Paddy Adenuga’s story – Amaka’s take
The son of one of Nigeria’s billionaire businessmen recently released an interesting and intriguing story about how he attempted to buy one of the world’s largest corporations, Chevron at only 29 years. The story shows a determined, resilient, focused and persistent young man and at the same time the importance of family wealth and ‘social capital’. As you can imagine, the story has since gone viral with many people labelling it as ‘motivating’, ‘inspiring’ etc.
Maybe I am just a cynic or even a ‘hater’ but it appears that many people have deliberately refused to acknowledge the very important role his family background/wealth and social capital was in the story. It’s hard to argue that his access to some of the world’s most powerful businessmen is not related to the Background into which he was born or that his ability to pay some of his ‘advisors’ who according to him are experts is not linked to his family wealth. How many 29 years olds have this level of access and exposure?
This issue goes beyond Paddy Adenuga, it perhaps boils down to our natural instinct to over glamourise successful people without highlighting the role that luck, family background, wealth etc. play in their story and this is precisely the point Malcom Gladwell attempts to do in the book ‘Outliers’. He talks about Bill Gates, no one doubts his brilliance or acumen but many fail to realise that the fact that Bill Gates attended one of the few private schools that had Computer in his time matters a GREAT DEAL as it provided him with the opportunity to programme for a ridiculous amount of hours. In fact, while Bill Gates founded Microsoft, his wealthy parents funded his company and helped him land his first client in IBM.
I guess what I am trying to say is that let us make a conscious effort to tell a complete story of success, let’s acknowledge the limitations (or lack of) that these privileges afford people; it does not make their stories any less inspiring or motivational……it only makes it less misleading, complete and truthful.

■ Work request 1:
List the four adjectives that the essay on Paddy Adenuga's story uses to describe the young man in its first paragraph.
■ Work request 2:
Write a continuation of the essay on Paddy Adenuga's story, starting after its final paragraph.

(Records contained in a dataset)
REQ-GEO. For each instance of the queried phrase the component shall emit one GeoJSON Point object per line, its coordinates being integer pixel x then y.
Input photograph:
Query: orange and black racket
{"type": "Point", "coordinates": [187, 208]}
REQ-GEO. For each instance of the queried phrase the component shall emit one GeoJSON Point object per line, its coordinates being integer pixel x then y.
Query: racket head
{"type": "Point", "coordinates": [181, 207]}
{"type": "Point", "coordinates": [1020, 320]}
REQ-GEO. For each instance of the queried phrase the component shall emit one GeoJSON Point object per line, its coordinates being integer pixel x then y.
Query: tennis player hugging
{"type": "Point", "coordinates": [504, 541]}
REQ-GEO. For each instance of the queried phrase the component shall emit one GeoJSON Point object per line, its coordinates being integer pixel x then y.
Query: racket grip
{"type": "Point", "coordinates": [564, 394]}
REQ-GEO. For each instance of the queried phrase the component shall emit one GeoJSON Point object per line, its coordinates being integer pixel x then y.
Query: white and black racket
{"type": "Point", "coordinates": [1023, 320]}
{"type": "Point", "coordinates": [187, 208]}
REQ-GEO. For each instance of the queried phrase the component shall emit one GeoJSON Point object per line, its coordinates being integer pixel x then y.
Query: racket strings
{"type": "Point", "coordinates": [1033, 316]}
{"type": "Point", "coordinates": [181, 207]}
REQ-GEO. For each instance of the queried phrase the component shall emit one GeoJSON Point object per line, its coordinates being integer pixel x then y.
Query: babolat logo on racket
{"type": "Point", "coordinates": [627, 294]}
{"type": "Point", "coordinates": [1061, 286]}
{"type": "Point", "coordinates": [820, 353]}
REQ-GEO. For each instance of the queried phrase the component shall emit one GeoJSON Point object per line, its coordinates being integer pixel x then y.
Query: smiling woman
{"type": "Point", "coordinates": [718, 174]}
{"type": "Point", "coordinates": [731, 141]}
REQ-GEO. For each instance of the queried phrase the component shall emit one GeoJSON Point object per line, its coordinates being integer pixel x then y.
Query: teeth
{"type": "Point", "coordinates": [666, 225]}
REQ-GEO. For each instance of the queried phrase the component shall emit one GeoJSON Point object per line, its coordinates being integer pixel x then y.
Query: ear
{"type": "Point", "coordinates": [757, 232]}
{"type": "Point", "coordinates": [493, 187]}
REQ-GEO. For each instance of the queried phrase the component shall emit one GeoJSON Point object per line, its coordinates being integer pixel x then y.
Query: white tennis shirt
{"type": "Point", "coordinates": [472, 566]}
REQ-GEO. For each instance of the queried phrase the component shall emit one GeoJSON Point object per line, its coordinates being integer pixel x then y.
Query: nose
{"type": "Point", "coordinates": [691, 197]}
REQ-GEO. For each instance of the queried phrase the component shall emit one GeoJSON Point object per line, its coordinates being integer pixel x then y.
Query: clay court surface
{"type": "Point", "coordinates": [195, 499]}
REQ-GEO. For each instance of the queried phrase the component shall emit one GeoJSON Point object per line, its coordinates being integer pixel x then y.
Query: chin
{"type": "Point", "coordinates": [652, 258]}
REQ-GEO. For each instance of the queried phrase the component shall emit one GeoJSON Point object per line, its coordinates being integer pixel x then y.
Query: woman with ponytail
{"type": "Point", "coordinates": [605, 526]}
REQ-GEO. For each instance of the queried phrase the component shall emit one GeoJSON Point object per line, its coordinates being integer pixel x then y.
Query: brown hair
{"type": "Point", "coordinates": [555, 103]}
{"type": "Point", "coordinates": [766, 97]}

■ Task result 1:
determined, resilient, focused, persistent

■ Task result 2:
The 8 men who own the same wealth as half of the world
OXFAM recently released a new report titled ‘An economy for the 99 percent’, the report shows the huge levels of disparity between the global rich and poor and makes a strong case as to why governments and the international community at large need to be more bullish about addressing inequality as it poses a huge threat to global stability. Some of the stunning findings include:
- Since 2015, the richest 1% has owned more wealth than the rest of the planet.
- Eight men now own the same amount of wealth as the poorest half of the world
- In the US, new research by economist Thomas Piketty shows that over the last 30 years the growth in the incomes of the bottom 50% has been zero, whereas incomes of the top 1% have grown 300%.
You can read the full report here.
African countries launch the Single African Air Transport Market (SAATM)
Although the fine details of this initiative is not yet available, the implication will be improved connectivity between African countries and a reduction in the prices of flight tickets. The result of this will be more frequent direct flights between African countries rather than trips which previously involved stopovers in the Middle East or Europe. You can read more here
Kenya Opposition Leader Raila Odinga swears himself in as President
What more do I need to say about this, clearly Raila is not taking his defeat well. you can read more here.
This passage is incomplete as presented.